[Start of Supplied entries]

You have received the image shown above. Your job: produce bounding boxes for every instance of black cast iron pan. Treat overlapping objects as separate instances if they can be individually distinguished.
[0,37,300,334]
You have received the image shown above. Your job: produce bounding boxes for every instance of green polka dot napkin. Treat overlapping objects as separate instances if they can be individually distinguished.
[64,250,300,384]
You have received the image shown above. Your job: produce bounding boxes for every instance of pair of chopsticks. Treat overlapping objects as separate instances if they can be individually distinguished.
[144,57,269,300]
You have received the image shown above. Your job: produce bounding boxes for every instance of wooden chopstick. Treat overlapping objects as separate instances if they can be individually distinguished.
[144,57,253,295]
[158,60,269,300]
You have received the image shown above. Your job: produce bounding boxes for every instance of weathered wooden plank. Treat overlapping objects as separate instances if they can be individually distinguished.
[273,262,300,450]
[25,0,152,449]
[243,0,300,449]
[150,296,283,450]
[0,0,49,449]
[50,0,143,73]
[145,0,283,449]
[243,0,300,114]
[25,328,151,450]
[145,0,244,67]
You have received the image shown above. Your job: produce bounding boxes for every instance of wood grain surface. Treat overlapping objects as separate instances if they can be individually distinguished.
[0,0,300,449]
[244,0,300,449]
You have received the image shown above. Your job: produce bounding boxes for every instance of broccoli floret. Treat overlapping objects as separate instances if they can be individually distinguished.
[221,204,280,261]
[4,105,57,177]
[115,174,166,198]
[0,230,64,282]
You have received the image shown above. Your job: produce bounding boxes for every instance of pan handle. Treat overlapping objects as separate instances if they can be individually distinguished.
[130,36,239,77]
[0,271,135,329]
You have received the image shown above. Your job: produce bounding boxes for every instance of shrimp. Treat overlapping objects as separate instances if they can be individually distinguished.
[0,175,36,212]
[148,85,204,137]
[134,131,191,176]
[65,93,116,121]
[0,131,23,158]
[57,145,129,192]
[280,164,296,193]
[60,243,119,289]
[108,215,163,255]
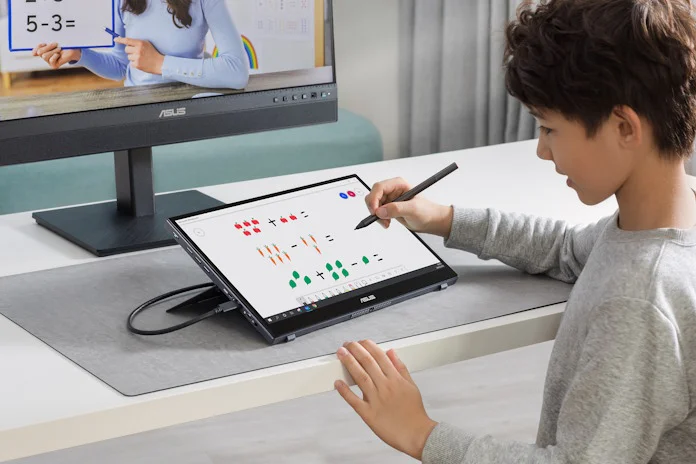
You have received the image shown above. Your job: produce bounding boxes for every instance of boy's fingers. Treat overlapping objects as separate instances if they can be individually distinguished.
[387,350,415,385]
[334,380,367,417]
[338,347,375,395]
[360,340,397,377]
[343,342,385,384]
[376,201,413,219]
[365,177,408,214]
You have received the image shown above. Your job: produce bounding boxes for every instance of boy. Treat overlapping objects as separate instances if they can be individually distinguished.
[336,0,696,464]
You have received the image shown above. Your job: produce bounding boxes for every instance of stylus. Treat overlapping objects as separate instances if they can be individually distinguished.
[355,163,459,230]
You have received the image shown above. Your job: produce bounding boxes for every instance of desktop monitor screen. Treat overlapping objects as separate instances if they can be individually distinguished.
[0,0,338,255]
[0,0,337,165]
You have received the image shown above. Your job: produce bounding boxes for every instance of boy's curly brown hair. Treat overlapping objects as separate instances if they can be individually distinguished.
[505,0,696,159]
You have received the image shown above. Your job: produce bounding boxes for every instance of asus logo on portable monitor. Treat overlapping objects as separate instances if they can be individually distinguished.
[160,108,186,119]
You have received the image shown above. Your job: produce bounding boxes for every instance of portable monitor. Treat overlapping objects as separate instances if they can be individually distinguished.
[168,175,457,343]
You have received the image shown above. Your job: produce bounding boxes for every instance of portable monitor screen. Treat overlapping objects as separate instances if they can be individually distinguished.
[173,176,452,338]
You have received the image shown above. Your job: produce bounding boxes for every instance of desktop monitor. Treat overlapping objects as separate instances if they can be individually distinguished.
[0,0,338,256]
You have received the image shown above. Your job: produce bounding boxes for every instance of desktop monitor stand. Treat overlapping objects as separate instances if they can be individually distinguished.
[33,148,222,256]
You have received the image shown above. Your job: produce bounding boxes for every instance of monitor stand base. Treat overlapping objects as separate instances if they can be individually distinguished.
[32,148,222,257]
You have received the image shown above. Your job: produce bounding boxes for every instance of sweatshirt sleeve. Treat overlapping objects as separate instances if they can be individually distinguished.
[445,207,614,283]
[423,298,691,464]
[71,2,129,81]
[162,0,249,89]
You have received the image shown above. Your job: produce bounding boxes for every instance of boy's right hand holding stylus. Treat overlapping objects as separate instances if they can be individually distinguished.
[365,178,454,238]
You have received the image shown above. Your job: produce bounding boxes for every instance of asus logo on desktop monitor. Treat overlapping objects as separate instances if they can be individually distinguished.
[160,108,186,119]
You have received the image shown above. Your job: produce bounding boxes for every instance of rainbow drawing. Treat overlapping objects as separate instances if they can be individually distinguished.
[212,35,259,69]
[242,35,259,69]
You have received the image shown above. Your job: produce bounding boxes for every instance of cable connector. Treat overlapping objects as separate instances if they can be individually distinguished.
[215,301,241,314]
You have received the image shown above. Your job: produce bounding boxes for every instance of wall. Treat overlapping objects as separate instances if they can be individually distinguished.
[334,0,399,159]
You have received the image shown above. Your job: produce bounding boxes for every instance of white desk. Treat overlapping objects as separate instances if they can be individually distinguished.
[0,141,616,461]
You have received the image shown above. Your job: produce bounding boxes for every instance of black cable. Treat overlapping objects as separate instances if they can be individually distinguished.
[127,283,239,335]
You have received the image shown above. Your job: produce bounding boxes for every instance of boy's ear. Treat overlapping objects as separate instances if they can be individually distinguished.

[End of Supplied entries]

Rewrite all of the entries above as a numbered list, skipping blank lines. Leave the pictures out of your answer.

### Completed exercise:
1. You have received the image shown above. Your job: produce bounding boxes for every instance of black cast iron pan. Treat overlapping objects as separate instances if they can be individually distinguished.
2. [0,37,300,334]
3. You have received the image shown above. Your job: produce bounding boxes for every instance of green polka dot napkin. Treat overlapping objects as separate instances if they can be individually distinguished.
4. [64,250,300,384]
5. You have received the image shown above. Your job: produce bounding boxes for every instance of pair of chopsticks. Treat overlapping objects as separate instances if they can be individually distinguished.
6. [144,57,269,300]
7. You have received the image shown above. Your job: produce bounding boxes for every instance of wooden chopstick. Treat overlapping objects as separate instances if they can be individually distinguished.
8. [144,57,253,295]
9. [158,60,269,300]
10. You have received the image shown above. Your job: produce bounding boxes for every instance of weathered wooden plank. Treat overlapping objects as separate instances if they can be individually distinguished.
11. [273,262,300,450]
12. [25,0,152,449]
13. [243,0,300,449]
14. [150,296,283,450]
15. [0,0,49,449]
16. [50,0,143,73]
17. [145,0,283,449]
18. [243,0,300,114]
19. [25,328,151,450]
20. [145,0,244,67]
21. You have received the image shown above. Your job: produce bounding boxes for every instance of wood grain surface. Treat overlapping objects as separate instances if they can be individually distinguished.
22. [0,0,300,449]
23. [244,0,300,449]
24. You have received the image shown above. Your job: produce bounding boxes for every instance of broccoli floret. Treat overlapping objects as separate instances if they can be individually distinguished.
25. [221,204,280,261]
26. [4,105,57,177]
27. [115,174,166,198]
28. [0,230,64,282]
29. You have received the image shown above. Your job: produce bounding boxes for every instance of pan handle. Treat overlapping objects as separate instances if they can be individually distinguished.
30. [130,36,239,77]
31. [0,271,135,329]
32. You have received the image shown above. Your job: produce bounding boxes for every instance of shrimp. Treat overlapping objects as separate instances if they can be individually distinguished.
33. [0,175,36,212]
34. [148,85,204,137]
35. [134,131,191,176]
36. [65,93,116,121]
37. [0,131,23,158]
38. [57,145,129,192]
39. [280,164,296,193]
40. [60,243,119,289]
41. [108,215,163,255]
42. You have received the image shown above. Your job: produce bounding boxes for every instance of boy's fingers. Treat overlapping objects as separate instances if they can be individually distinguished.
43. [387,350,415,385]
44. [334,380,367,417]
45. [338,347,375,395]
46. [360,340,397,377]
47. [343,342,385,384]
48. [376,201,413,219]
49. [365,177,408,214]
50. You have received the image shown above. Your job: produce bounding boxes for every instance of boy. Treat overlapping objects as separate instances if they can be individually distinguished.
51. [336,0,696,464]
52. You have received the image shown above. Your job: produce bounding boxes for every instance of stylus. Treat overlapping objects as separate instances if they can be individually distinguished.
53. [355,163,459,230]
54. You have received the image shown above. Your job: produce bounding boxes for every instance of desktop monitor screen. Treat overlapping objects as separate instances if they can be individually distinguished.
55. [0,0,338,255]
56. [0,0,337,165]
57. You have received the image shown above. Your job: produce bounding boxes for every instance of boy's curly brown hair. Treat overlapping objects as separate instances if they can be individually distinguished.
58. [505,0,696,159]
59. You have received the image shown above. Your job: produce bounding boxes for every instance of asus logo on portable monitor. Treat overlapping objects as separate instances if they can be individually distinguished.
60. [160,108,186,119]
61. You have received the image shown above. Your job: produce bounding boxes for every instance of portable monitor. Treat overlapping objects as separate instances if they can be individually distinguished.
62. [168,175,457,343]
63. You have received the image shown above. Your job: produce bounding boxes for every instance of portable monitor screen. Treat overlapping objects as separate instances if they can be individually distinguished.
64. [173,176,452,338]
65. You have received the image shown above. Your job: produce bounding boxes for every instance of desktop monitor. Treat overlapping objects as separate instances if they can be individually distinguished.
66. [0,0,338,256]
67. You have received the image shown above. Your job: produce bounding boxes for every instance of desktop monitor stand. Treat overlapping objects as separate instances if they can be individually distinguished.
68. [33,148,222,256]
69. You have received the image shown above. Your job: produce bounding boxes for every instance of monitor stand base. Treat overlapping objects as separate instances if they can be individually distinguished.
70. [32,148,222,257]
71. You have received the image shown above. Your job: produce bounding boxes for every instance of sweatshirt sleeve. Treat overlapping objects as separate instances if they can be individually distinguished.
72. [445,207,614,283]
73. [423,298,691,464]
74. [71,2,129,81]
75. [162,0,249,89]
76. You have received the image shown above. Your job: produce bounding boxes for every instance of boy's right hand holding stylus. Treat overlapping objects as separate instances if they can be individually distinguished.
77. [365,178,454,238]
78. You have received the image shown above. Your job: produce bounding boxes for every instance of asus logo on desktop monitor. Treat overlapping objects as separate instances if they can be individually distinguished.
79. [160,108,186,119]
80. You have received the image shown above. Your job: produce bounding boxes for every instance of rainbow drawing. Treat overlapping objects as separate instances if they can be individually distinguished.
81. [212,35,259,69]
82. [242,35,259,69]
83. You have received the image shown above. Your job: produce bounding boxes for every instance of cable connector. Treat overlapping objects as separate instances if they can be individually distinguished.
84. [215,301,241,314]
85. You have received the image shown above. Your job: produce bounding boxes for every instance of wall. Treat overlapping objects as separate instances if they can be individually distinguished.
86. [334,0,399,159]
87. You have received the image shown above. Your job: produce bounding boxes for every instance of white desk. Treat overlapping objects as separate instances if they can be individually distinguished.
88. [0,141,616,461]
89. You have received the image shown above. Your job: produce bounding boxes for every instance of black cable. Treat overlapping objects as separate instances if they can be individually distinguished.
90. [127,283,239,335]
91. You have received the image shown above. Your job: produce bounding boxes for every instance of boy's ear. Treat overlapping objects as separate instances if they can be individually distinguished.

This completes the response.